**Your instructions**
Give all of the data again exactly as written, omitting every image.

**Data extracted from a collection**

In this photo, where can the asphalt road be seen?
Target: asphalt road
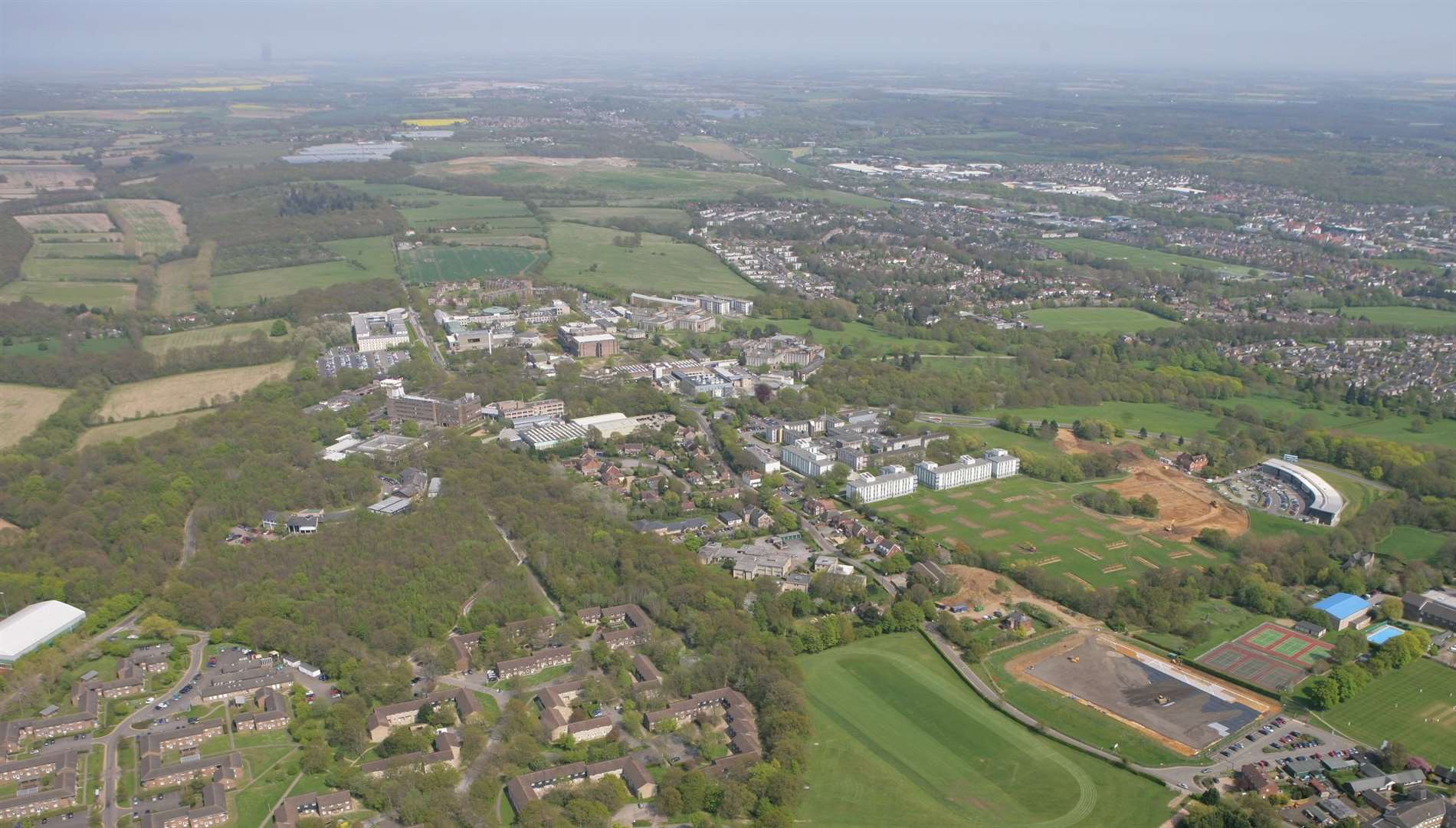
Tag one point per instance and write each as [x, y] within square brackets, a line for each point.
[114, 811]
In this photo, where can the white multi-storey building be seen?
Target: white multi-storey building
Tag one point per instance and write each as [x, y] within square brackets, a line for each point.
[807, 458]
[894, 481]
[1004, 462]
[951, 475]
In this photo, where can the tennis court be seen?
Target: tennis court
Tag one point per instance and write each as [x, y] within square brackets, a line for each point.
[1268, 656]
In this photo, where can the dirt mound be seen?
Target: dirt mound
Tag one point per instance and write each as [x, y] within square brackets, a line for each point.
[976, 591]
[1182, 502]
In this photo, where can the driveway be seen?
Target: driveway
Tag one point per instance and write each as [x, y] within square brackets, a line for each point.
[111, 776]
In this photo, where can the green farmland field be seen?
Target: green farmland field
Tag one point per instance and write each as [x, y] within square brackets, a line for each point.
[116, 295]
[1139, 257]
[858, 336]
[363, 260]
[1156, 417]
[1037, 524]
[1414, 706]
[666, 216]
[44, 268]
[456, 264]
[1098, 320]
[582, 254]
[215, 336]
[1412, 318]
[1412, 544]
[900, 739]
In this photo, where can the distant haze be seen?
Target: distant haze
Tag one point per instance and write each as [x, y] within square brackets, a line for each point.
[1330, 37]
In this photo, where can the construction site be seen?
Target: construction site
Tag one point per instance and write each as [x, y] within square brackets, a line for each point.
[1181, 709]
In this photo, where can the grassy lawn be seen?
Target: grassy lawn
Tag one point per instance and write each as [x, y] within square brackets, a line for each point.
[202, 337]
[187, 391]
[1156, 417]
[585, 255]
[1412, 544]
[24, 407]
[116, 295]
[1098, 320]
[899, 739]
[255, 800]
[1412, 318]
[1071, 718]
[1414, 705]
[1035, 524]
[1139, 257]
[457, 264]
[1223, 621]
[363, 260]
[1263, 524]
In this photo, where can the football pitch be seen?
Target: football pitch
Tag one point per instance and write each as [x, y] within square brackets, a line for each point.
[900, 739]
[1414, 706]
[1037, 524]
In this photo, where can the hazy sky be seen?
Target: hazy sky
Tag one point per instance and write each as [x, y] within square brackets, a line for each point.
[1238, 35]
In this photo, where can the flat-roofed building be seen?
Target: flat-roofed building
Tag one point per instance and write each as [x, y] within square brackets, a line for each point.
[379, 330]
[35, 626]
[462, 412]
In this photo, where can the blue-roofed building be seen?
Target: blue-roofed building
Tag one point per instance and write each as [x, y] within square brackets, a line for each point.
[1349, 611]
[1382, 633]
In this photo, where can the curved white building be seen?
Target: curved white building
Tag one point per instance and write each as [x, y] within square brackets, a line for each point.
[1323, 502]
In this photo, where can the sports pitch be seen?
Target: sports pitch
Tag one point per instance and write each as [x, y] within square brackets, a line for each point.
[1037, 524]
[1414, 706]
[900, 739]
[1270, 656]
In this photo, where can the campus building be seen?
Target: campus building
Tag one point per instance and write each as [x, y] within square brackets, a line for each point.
[896, 481]
[462, 412]
[951, 475]
[1321, 501]
[380, 330]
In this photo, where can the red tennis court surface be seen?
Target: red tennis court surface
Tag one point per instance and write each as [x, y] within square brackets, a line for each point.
[1270, 656]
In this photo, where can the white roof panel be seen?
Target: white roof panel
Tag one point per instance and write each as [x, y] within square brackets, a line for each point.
[35, 626]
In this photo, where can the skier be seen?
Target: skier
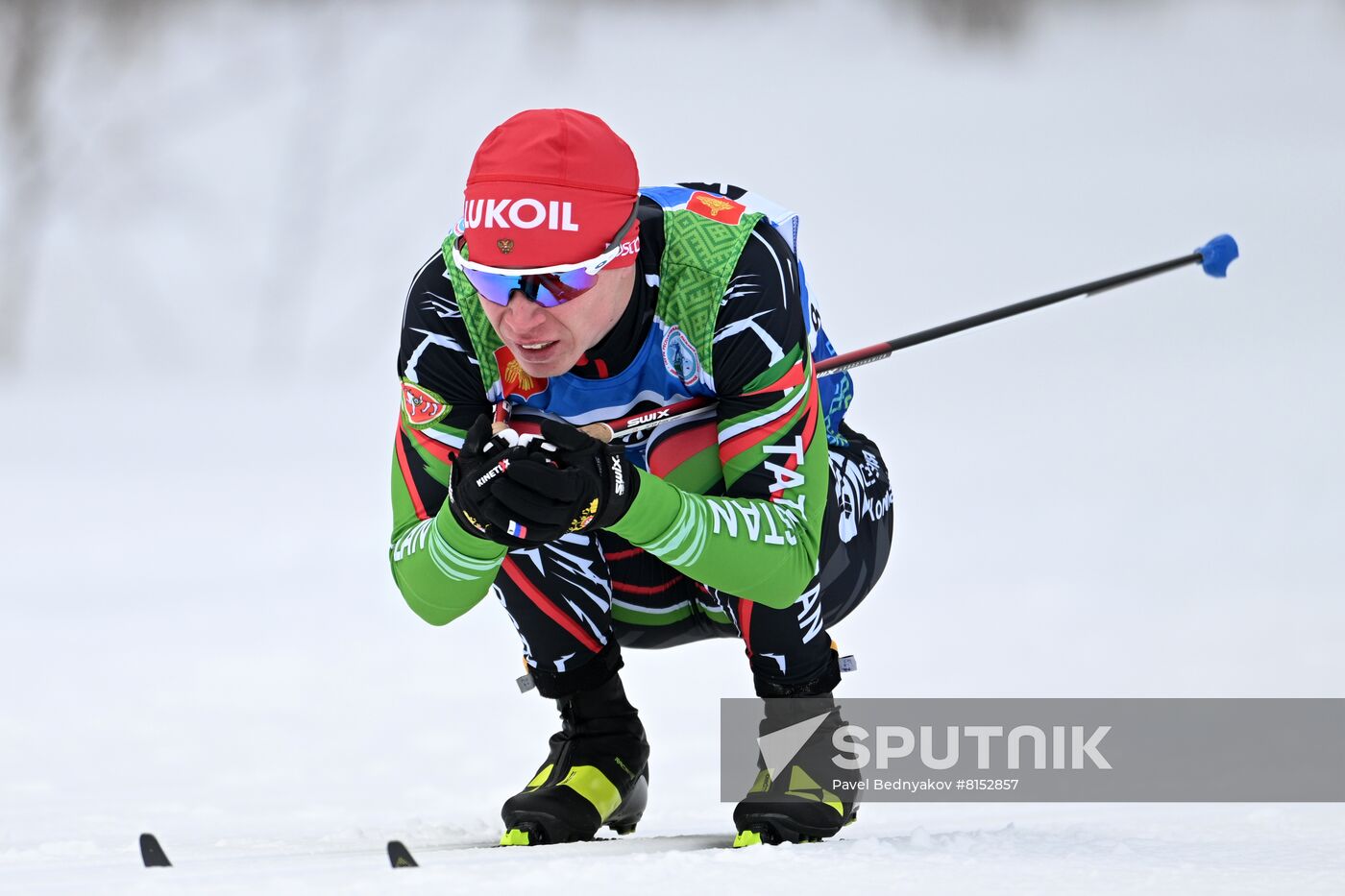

**Output for this exercise**
In this photo, where can the asphalt road be seen?
Target: asphalt road
Tag one point per instance and write each as [x, y] within square brackets, a line for each point.
[114, 811]
In this photo, where can the white multi-storey building be seen?
Target: white multi-storey building
Tag one point per instance and write each as [x, y] within square brackets, a line for each point.
[807, 458]
[894, 481]
[1004, 462]
[951, 475]
In this photo, where can the tennis court be seen?
Target: tennis court
Tag one point per instance and write each as [x, y] within square brackets, a line for each point.
[1268, 656]
In this photo, where can the dirt mound be seen?
Target: dirt mound
Tag one point per instance and write each as [x, y] within square brackets, a line for each point.
[976, 591]
[1182, 502]
In this photo, where can the driveway be seen?
Target: driveway
Tag one point per instance and write each as [x, y] within square brackets, a line for each point.
[111, 776]
In this photo, where can the green farmland field be seen?
Target: green farmland field
Tag one point per instance and write each as [x, y] within square brackets, a line for each point.
[116, 295]
[1139, 257]
[858, 336]
[363, 260]
[1156, 417]
[1037, 524]
[1414, 706]
[666, 216]
[44, 268]
[456, 264]
[1098, 320]
[582, 254]
[215, 336]
[1412, 318]
[1412, 544]
[900, 739]
In this photo, where can the distant haze be seen?
Target: distant haze
Tag one point per instance and write each as [x, y] within square brackets, a line for each point.
[1330, 37]
In this photo, where can the construction site be seen?
Target: construction site
Tag one point per instance and write each as [x, y] within square brackets, a line for each point.
[1181, 709]
In this photo, where can the grassy lawn be seen?
Target: grassy lawn
Tag one point per instance and write each as [x, y] within square brackets, a line for each point.
[202, 337]
[187, 391]
[1156, 417]
[585, 255]
[1412, 544]
[24, 407]
[116, 295]
[1098, 320]
[899, 739]
[255, 800]
[1412, 318]
[1071, 718]
[1414, 705]
[1035, 524]
[1139, 257]
[457, 264]
[1223, 621]
[363, 260]
[1263, 524]
In this photo, where can the football pitch be seen?
Target: football pitch
Tag one point per instance and write each as [x, y] within square brackets, a line for each point.
[900, 739]
[1414, 706]
[1037, 524]
In this photo, where can the hazy sky be seen?
Target: hazy sky
Tag one point per instance and write each as [x, y] within square brackets, a line for each point.
[1238, 35]
In this photo, where can the flat-roofed building be seen?
Target: flat-roofed building
Tag one point per instance and write each as [x, y] within square brackets, a line for each point.
[379, 330]
[35, 626]
[462, 412]
In this photo, where can the blue-roofed building be seen?
Target: blue-roofed building
Tag one point per instance and write each as [x, y] within square brackets, a line for each point.
[1349, 611]
[1382, 633]
In this photo, where can the curved white building be seen?
Target: curved white building
Tag one point per instance and write each as [x, y] within square brackets, a line for each point.
[1323, 502]
In this photo, where can the sports pitch be seen?
Target: sports pitch
Tag one point per instance and write each as [x, y] within square brackets, a line for each point.
[1037, 524]
[1414, 706]
[900, 739]
[1270, 656]
In this photo, where can the campus building be seen?
Target: campus building
Tag one point per instance and write each as [x, y] within square brackets, a line for each point.
[896, 481]
[462, 412]
[951, 475]
[1321, 501]
[380, 330]
In this photo, where can the red tennis court surface be seen?
Target: red tennis court surface
Tag one point per instance and write each as [x, y] within square brackets, a line for each point.
[1270, 656]
In this photo, where can the white roof panel be seen?
Target: white roof panel
Tag one point per instance and write each as [x, y] within square brackets, a line for each point.
[35, 626]
In this photo, where can the skier be seen?
Target: skier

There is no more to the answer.